## Requirement
Put every line of the entries below into a JSON list of strings, one string per line, skipping any blank lines.

--- Provided records ---

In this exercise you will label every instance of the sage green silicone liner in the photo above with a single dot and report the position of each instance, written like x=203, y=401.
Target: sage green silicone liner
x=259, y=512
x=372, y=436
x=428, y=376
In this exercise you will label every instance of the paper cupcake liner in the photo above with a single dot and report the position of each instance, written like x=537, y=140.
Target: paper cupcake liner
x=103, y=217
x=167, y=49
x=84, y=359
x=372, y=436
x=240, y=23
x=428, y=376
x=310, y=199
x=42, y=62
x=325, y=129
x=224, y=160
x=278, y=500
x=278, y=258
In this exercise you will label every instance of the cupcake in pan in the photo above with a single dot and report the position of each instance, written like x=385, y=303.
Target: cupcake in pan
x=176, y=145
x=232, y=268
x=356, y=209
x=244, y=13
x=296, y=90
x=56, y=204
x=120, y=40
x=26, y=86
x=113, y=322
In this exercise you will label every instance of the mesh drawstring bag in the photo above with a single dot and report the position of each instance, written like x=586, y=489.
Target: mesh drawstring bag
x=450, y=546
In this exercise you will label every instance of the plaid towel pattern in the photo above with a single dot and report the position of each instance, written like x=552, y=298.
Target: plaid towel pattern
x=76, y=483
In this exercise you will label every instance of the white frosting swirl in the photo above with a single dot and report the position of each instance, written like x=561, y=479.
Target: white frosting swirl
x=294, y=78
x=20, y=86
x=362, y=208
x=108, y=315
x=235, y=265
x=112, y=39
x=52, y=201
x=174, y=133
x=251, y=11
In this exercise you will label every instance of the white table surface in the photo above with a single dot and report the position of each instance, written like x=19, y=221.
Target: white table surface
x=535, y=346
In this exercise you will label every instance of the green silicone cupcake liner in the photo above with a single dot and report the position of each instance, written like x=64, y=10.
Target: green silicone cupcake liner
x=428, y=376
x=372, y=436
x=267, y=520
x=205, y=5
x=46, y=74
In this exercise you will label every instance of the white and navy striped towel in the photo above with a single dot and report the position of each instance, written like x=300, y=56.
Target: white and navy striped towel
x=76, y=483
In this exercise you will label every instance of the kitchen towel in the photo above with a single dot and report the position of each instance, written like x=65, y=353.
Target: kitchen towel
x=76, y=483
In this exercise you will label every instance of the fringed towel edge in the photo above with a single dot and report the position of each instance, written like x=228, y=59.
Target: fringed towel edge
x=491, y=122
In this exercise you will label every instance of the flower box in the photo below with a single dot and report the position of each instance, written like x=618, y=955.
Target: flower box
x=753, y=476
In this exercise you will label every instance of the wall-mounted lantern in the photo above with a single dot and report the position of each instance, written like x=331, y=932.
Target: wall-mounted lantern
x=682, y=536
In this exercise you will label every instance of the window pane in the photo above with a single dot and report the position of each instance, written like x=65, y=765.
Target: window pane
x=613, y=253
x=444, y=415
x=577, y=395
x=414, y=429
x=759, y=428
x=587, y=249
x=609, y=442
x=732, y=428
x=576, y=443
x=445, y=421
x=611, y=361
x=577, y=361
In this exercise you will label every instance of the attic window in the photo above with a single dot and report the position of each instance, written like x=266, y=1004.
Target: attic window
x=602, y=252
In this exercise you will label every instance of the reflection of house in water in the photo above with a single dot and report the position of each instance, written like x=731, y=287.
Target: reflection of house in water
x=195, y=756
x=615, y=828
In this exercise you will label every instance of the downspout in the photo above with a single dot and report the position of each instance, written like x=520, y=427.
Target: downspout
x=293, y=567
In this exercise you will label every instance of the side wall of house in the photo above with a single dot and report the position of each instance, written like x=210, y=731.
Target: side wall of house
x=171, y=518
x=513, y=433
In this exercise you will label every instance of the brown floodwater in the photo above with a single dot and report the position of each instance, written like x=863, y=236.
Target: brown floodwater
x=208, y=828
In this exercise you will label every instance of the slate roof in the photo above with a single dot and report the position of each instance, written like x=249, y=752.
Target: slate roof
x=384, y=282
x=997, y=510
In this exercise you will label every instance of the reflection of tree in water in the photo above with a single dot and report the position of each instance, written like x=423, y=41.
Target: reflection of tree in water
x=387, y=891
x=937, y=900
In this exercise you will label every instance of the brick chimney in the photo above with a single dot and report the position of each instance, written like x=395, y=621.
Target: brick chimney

---

## Task output
[
  "In this exercise you will label every instance of the sage green silicone liner in the photo above with a single dot and report the position of each instance, written like x=203, y=401.",
  "Target: sage green silicone liner",
  "x=259, y=512",
  "x=372, y=436",
  "x=428, y=376",
  "In this exercise you will label every instance of the paper cupcake liner in the photo above with a single dot and report the position of each instance, written like x=537, y=140.",
  "Target: paper cupcake liner",
  "x=103, y=217",
  "x=167, y=49",
  "x=84, y=359",
  "x=372, y=436",
  "x=240, y=23",
  "x=428, y=376",
  "x=310, y=199",
  "x=42, y=62",
  "x=325, y=129",
  "x=224, y=160",
  "x=278, y=500",
  "x=278, y=258",
  "In this exercise you will label every instance of the cupcake in pan in the photo above with a single dot and report the position of each instance, written like x=385, y=303.",
  "Target: cupcake in pan",
  "x=176, y=145",
  "x=232, y=268",
  "x=356, y=209",
  "x=244, y=13",
  "x=296, y=90",
  "x=56, y=204",
  "x=120, y=40",
  "x=26, y=86",
  "x=113, y=322",
  "In this exercise you will label every instance of the mesh drawstring bag in the photo above with a single dot and report the position of each instance, written like x=586, y=489.",
  "Target: mesh drawstring bag",
  "x=450, y=546",
  "In this exercise you will label every instance of the plaid towel pattern in the photo above with a single dot and report the position of each instance, written like x=552, y=298.",
  "Target: plaid towel pattern",
  "x=76, y=483",
  "In this exercise you will label every instance of the white frosting swirl in the photo above with a single dot and report the position of each instance, written like x=561, y=479.",
  "Target: white frosting swirl",
  "x=294, y=78",
  "x=20, y=86",
  "x=362, y=208",
  "x=108, y=315",
  "x=235, y=265",
  "x=112, y=39",
  "x=52, y=201",
  "x=174, y=133",
  "x=251, y=11",
  "In this exercise you will label every instance of the white table surface in the photo above with a single dot and report the position of each instance, written like x=19, y=221.",
  "Target: white table surface",
  "x=535, y=346",
  "In this exercise you will label every instance of the green silicone cupcake liner in the photo above with a single dot and report the position of each instance, written like x=64, y=10.",
  "Target: green silicone cupcake liner",
  "x=428, y=376",
  "x=372, y=436",
  "x=267, y=520",
  "x=205, y=5",
  "x=46, y=74",
  "In this exercise you will label every instance of the white and navy striped towel in the photo above with a single dot and report the position of each instance, written like x=300, y=56.",
  "Target: white and navy striped towel",
  "x=76, y=483",
  "In this exercise you will label every instance of the kitchen towel in the photo above with a single dot and report the position of each instance, written like x=65, y=353.",
  "Target: kitchen towel",
  "x=76, y=483",
  "In this exercise you will label every instance of the fringed towel edge in the photo above with a single dot and report the position of each instance, written like x=228, y=59.",
  "Target: fringed towel edge",
  "x=491, y=122",
  "In this exercise you will label every instance of the flower box in the photo below with a single dot and report the position of each instance, written like x=618, y=955.",
  "Target: flower box",
  "x=753, y=476",
  "In this exercise you will label every instance of the wall-mounted lantern in the photo above with a single dot and report the position of each instance, written like x=331, y=932.",
  "Target: wall-mounted lantern",
  "x=682, y=536",
  "In this exercise you will label every instance of the window pane in the photo above with a single dot and report the position of each instance, written like x=65, y=765.",
  "Target: window pane",
  "x=613, y=253",
  "x=444, y=415",
  "x=577, y=395",
  "x=414, y=429",
  "x=759, y=428",
  "x=587, y=249",
  "x=609, y=442",
  "x=732, y=428",
  "x=576, y=443",
  "x=445, y=421",
  "x=611, y=361",
  "x=577, y=361",
  "In this exercise you will label every instance of the attic window in the photo above with a single dot and report the position of each instance, written like x=266, y=1004.",
  "Target: attic window",
  "x=602, y=252",
  "In this exercise you will label every instance of the reflection of house in water in the photo above with a single dot and report the position of each instance, written like x=731, y=287.",
  "Target: reflection of house in water",
  "x=195, y=756",
  "x=615, y=828",
  "In this exercise you will label every instance of the downspout in the photo above with a single dot and report the position of each instance, written like x=520, y=427.",
  "Target: downspout",
  "x=293, y=567",
  "In this exercise you will label every instance of the side wall of house in the photo above with a single dot and report the position of each instance, written like x=210, y=731.",
  "Target: side wall of house",
  "x=171, y=518",
  "x=513, y=433",
  "In this exercise you will label every instance of the brown floodwater in the photo above with a single dot and report the position of each instance, written like x=863, y=236.",
  "Target: brown floodwater",
  "x=208, y=828",
  "In this exercise you will label every instance of the slate roof in the photo above with a single dot and report the position of each instance, written like x=249, y=752.",
  "Target: slate roof",
  "x=384, y=282",
  "x=997, y=510",
  "In this exercise you will label every instance of the reflection of tree in water in the photo above with a single dot and report the position of each instance, written like x=423, y=41.",
  "Target: reflection of tree in water",
  "x=387, y=891",
  "x=937, y=900",
  "In this exercise you will label every instance of the brick chimney in the photo above with a single dot and report the position of each instance, written like x=395, y=621.",
  "Target: brick chimney"
]